DOCUMENT:
^^^^^^^^
Senate debates

Wednesday, 6 September 2023

Documents

National Disability Insurance Scheme; Order for the Production of Documents

4:19 pm

Photo of Pauline HansonPauline Hanson (Queensland, Pauline Hanson's One Nation Party) Share this | Hansard source

I have to agree with Senator Steele-John with regard to this. There should be an explanation, but we're not going to get one from the Labor government with regard to the NDIS. With the way it is being operated now, it is an unsustainable scheme. In 2016, the scheme had approximately 30,000 participants. Now we have 610,502. It is unsustainable. In the last budget of the Labor Party, at the moment it is about $35 billion a year. You've added another $21 billion to it over the next four years, and it's going to be costing $56 billion. It's estimated to rise over $90 billion in less than 10 years. It is unsustainable.
^^^^^^^^
Segmentation labeling items:
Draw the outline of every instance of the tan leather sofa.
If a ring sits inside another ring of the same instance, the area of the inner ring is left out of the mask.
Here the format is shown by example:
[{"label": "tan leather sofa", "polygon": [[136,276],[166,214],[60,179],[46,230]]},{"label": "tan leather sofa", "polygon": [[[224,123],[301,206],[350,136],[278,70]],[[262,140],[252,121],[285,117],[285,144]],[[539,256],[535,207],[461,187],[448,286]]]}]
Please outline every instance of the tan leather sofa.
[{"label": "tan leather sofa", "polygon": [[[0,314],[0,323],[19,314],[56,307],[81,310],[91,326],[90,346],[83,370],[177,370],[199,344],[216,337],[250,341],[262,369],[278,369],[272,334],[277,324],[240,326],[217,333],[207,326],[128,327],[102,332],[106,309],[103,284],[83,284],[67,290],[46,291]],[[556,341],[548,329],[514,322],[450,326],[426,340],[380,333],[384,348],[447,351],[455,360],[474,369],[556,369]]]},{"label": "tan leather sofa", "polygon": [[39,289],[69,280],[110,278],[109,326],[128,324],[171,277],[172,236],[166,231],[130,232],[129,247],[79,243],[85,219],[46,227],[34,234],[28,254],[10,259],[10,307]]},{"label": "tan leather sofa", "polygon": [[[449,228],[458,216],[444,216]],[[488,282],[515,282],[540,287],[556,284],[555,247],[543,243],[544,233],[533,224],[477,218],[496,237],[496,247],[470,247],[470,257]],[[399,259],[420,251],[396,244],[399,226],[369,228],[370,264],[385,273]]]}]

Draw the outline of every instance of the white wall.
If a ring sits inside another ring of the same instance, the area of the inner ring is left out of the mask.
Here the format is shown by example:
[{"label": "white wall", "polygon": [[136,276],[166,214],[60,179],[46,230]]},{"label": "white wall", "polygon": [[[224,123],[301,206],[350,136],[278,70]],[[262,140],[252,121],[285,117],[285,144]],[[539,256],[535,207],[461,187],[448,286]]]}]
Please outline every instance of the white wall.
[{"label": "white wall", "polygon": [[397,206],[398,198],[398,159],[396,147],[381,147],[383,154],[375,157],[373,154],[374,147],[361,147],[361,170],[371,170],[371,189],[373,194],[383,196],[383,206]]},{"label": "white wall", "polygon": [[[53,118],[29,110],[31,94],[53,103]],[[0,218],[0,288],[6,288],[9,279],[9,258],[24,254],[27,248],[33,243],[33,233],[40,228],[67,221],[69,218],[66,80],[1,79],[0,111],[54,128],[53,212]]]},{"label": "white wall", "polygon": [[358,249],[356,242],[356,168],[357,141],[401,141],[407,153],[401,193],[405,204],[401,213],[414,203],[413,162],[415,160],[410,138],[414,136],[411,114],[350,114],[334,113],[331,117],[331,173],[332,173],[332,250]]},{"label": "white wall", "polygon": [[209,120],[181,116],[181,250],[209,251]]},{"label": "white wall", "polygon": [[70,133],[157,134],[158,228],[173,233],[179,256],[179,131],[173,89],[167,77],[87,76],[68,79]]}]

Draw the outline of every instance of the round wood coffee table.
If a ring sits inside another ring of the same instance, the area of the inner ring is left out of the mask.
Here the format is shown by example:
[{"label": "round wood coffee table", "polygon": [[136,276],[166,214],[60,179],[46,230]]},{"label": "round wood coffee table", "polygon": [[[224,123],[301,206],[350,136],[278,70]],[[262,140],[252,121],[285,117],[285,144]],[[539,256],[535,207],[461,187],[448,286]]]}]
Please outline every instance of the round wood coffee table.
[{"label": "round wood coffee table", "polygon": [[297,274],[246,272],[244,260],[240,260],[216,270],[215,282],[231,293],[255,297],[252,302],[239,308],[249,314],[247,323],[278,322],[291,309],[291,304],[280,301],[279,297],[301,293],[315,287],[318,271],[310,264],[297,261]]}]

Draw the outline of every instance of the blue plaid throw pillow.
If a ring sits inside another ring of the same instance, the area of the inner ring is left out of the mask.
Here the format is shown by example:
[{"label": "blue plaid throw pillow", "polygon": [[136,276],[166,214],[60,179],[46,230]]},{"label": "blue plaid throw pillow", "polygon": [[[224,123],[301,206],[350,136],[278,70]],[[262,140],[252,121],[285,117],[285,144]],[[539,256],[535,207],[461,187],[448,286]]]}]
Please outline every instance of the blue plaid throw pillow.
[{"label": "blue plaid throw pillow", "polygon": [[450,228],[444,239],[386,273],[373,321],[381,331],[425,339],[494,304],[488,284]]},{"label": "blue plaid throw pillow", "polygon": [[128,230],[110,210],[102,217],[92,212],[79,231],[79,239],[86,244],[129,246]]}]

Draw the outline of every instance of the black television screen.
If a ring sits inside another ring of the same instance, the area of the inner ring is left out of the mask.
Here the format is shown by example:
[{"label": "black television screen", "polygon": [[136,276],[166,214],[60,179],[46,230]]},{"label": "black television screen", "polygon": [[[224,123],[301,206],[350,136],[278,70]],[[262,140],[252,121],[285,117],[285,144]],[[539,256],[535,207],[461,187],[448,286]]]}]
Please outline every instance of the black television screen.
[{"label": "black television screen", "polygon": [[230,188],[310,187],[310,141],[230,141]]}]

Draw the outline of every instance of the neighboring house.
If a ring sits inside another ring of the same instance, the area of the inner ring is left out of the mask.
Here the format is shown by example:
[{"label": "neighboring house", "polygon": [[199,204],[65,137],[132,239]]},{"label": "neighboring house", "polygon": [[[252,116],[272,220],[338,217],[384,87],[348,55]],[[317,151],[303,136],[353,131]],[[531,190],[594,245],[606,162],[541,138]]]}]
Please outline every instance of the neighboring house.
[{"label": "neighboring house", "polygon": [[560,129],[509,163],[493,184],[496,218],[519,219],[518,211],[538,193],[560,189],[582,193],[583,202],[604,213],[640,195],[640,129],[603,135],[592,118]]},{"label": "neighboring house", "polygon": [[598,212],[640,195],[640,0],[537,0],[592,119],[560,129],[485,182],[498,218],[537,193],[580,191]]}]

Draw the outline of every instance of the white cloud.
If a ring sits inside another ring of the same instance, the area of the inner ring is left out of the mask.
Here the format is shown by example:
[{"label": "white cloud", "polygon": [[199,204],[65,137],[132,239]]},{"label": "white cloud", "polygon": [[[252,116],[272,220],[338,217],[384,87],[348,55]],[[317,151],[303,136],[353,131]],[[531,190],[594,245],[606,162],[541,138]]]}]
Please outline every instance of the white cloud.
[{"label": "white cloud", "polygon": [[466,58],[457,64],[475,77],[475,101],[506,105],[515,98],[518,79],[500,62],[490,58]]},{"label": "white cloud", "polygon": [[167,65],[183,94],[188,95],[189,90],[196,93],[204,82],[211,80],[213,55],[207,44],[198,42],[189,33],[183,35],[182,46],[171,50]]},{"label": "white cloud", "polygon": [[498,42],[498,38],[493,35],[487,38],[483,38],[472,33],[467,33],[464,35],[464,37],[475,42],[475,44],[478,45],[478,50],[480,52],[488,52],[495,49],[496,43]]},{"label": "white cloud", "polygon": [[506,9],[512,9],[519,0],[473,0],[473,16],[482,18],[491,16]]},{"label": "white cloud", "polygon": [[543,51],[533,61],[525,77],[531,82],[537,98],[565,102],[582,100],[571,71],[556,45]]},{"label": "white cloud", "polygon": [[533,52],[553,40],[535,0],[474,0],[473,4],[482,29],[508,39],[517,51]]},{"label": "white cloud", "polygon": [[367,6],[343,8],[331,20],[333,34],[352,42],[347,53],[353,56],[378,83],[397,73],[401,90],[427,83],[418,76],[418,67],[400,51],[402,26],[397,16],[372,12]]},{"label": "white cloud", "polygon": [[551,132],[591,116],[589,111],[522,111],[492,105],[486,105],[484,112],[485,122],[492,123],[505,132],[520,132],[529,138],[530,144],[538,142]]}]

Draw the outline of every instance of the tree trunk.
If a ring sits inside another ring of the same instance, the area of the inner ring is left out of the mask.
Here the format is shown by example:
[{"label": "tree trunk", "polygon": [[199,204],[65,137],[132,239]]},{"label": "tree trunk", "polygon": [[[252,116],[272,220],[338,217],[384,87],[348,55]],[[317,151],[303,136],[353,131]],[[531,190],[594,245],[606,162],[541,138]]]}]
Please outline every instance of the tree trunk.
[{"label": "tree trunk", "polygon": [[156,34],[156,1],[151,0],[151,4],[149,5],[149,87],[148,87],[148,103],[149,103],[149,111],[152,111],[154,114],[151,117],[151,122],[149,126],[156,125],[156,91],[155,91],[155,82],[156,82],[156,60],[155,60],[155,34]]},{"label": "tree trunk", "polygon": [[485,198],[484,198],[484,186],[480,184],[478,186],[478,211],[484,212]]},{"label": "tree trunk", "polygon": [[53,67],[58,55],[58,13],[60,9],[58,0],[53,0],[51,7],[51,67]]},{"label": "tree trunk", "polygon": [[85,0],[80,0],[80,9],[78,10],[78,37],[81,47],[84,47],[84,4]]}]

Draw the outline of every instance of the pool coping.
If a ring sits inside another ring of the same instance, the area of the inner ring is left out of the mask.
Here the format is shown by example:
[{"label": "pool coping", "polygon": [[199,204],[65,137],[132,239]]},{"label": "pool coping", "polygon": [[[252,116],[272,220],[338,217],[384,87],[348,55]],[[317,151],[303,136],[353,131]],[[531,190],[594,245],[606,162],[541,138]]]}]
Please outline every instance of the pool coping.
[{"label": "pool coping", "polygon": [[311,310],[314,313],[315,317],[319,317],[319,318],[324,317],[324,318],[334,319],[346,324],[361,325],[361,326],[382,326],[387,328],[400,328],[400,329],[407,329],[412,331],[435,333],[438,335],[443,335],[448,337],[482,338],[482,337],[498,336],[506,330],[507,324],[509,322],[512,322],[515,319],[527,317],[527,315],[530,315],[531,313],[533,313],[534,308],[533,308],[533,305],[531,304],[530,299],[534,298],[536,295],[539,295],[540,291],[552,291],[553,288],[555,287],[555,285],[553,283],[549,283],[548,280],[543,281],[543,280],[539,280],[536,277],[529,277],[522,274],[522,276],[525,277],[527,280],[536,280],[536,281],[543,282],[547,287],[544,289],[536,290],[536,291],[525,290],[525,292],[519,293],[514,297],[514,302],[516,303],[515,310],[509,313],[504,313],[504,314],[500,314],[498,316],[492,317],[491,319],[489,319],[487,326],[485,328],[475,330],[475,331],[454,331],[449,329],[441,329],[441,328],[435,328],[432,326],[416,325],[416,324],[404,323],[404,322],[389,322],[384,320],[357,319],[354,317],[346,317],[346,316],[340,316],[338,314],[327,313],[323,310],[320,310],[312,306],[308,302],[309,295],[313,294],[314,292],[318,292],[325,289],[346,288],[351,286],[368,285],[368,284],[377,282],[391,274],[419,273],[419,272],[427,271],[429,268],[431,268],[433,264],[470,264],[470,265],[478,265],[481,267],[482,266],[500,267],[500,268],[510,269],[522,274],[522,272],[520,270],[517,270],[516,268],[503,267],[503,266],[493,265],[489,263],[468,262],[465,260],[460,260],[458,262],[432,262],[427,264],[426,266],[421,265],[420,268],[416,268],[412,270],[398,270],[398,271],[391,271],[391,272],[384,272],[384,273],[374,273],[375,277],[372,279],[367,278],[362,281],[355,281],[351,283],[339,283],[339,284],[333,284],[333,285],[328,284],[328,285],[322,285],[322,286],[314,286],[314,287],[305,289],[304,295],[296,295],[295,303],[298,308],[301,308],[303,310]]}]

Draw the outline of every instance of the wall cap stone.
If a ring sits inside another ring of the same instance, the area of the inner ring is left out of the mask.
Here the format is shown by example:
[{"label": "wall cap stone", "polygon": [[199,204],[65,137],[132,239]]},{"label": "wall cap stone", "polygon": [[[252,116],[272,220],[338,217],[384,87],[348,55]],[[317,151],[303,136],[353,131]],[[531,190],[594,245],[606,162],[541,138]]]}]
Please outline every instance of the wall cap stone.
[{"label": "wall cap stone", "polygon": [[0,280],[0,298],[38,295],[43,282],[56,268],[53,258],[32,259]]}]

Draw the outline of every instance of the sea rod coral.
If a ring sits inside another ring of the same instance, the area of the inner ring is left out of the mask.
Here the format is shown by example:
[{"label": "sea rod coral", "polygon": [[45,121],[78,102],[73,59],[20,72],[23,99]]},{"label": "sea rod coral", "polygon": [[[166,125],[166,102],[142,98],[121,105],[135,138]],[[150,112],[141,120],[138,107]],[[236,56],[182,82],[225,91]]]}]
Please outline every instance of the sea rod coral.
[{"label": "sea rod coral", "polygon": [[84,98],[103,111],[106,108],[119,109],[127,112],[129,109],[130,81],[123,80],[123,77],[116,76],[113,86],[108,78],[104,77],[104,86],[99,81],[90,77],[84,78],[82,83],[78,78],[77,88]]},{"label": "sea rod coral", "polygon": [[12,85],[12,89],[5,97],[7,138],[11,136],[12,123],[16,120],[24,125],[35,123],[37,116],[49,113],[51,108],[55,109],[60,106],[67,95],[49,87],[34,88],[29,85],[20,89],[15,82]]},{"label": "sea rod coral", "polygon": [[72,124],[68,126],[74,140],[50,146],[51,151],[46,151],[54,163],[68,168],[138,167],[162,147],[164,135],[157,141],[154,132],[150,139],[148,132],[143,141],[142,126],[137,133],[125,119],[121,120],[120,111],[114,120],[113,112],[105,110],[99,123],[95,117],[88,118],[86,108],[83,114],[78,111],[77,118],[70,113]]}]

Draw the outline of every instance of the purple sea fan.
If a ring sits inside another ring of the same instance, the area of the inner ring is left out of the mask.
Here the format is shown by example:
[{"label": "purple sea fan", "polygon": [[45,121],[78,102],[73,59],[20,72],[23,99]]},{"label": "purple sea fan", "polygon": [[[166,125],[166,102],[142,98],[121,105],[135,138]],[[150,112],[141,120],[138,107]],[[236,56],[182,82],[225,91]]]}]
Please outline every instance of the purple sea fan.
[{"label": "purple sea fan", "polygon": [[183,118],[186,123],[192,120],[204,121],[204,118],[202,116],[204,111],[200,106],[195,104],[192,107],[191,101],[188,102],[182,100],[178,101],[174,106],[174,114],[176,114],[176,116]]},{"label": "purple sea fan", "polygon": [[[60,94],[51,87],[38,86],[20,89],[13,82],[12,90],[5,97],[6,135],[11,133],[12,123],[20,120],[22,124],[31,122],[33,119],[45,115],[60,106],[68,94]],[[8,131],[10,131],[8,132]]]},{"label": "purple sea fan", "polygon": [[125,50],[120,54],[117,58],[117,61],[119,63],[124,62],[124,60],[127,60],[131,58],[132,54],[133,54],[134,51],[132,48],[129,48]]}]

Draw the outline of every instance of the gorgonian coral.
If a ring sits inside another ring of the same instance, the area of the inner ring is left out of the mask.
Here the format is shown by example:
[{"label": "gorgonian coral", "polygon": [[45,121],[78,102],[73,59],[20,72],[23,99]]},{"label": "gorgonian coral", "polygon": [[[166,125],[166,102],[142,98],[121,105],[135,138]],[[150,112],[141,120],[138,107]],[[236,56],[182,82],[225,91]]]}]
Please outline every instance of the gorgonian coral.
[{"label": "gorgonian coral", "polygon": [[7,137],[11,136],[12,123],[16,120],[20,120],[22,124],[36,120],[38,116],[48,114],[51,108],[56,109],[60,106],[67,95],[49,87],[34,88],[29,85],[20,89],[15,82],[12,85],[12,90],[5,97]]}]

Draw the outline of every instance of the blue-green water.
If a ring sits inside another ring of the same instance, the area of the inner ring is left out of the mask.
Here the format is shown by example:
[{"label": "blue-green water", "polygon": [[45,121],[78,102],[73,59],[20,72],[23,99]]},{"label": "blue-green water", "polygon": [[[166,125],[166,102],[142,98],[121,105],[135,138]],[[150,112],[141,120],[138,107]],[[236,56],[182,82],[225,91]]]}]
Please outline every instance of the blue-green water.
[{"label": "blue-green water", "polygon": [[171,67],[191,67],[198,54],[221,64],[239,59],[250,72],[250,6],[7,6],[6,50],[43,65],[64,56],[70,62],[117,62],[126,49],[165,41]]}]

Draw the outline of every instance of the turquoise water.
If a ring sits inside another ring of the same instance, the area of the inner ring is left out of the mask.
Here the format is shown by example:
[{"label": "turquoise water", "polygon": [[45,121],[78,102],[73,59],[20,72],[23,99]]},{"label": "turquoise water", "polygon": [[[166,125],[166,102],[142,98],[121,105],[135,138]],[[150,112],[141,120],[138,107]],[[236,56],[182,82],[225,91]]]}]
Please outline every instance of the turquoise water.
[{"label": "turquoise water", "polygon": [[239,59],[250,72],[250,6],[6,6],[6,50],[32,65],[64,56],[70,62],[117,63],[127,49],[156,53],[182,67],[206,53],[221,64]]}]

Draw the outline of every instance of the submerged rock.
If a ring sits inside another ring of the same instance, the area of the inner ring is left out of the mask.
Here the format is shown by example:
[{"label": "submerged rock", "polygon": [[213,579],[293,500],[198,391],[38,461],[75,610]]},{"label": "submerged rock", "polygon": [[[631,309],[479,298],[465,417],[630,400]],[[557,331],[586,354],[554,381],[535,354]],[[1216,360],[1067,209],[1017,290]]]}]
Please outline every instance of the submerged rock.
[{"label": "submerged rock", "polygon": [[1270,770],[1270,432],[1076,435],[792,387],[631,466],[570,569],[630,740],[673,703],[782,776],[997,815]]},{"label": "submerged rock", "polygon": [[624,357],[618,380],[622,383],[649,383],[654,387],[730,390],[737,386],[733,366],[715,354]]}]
^^^^^^^^
THINGS TO DO:
1 - Recast the section of the records that opens at their first line and closes with the line containing "Please outline every instance of the tan" (both included) as a Markdown table with the columns Row and Line, one numbered row per line and blank lines omitted.
2 - Continue the Senate speech on the NDIS from the point where it stops.

ANSWERS:
1 -
| Row | Line |
|---|---|
| 1 | Draw the outline of every instance of the tan leather sofa. |
| 2 | If a ring sits inside another ring of the same instance, the area of the inner ring is left out of the mask. |
| 3 | Here the format is shown by example: |
| 4 | [{"label": "tan leather sofa", "polygon": [[136,276],[166,214],[60,179],[46,230]]},{"label": "tan leather sofa", "polygon": [[[224,123],[301,206],[350,136],[278,70]],[[262,140],[252,121],[285,117],[285,144]],[[539,256],[535,207],[461,187],[448,286]]]}] |
| 5 | Please outline every instance of the tan leather sofa. |

2 -
The people we have on this scheme are not means tested. We means test for pensions and disability pensions, but we don't mean test for the NDIS. I can't understand why. It should be means tested. The number of children we have put on this scheme has blown out terribly. As of June 2023, we have 99,395 children younger than seven with an NDIS plan, and a further 14,556 accessing Early connections. This is unsustainable. We are getting more kids on it for autism—what level of autism? We need a government that actually controls who goes onto these schemes. You can't have doctors just willy-nilly looking after friends and families and ticking off on it—'Yes, go on the NDIS.' It cannot happen that way. It should be government doctors only, responsible to the taxpayers, advising who gets onto these schemes. As I said, it needs to be means tested. That's the only way we will be able to have this scheme into the foreseeable future. The number of people getting onto the scheme on a daily basis is astounding. I don't have those figures here with me at the moment, but I know it is to the tune of thousands who are getting on it every day.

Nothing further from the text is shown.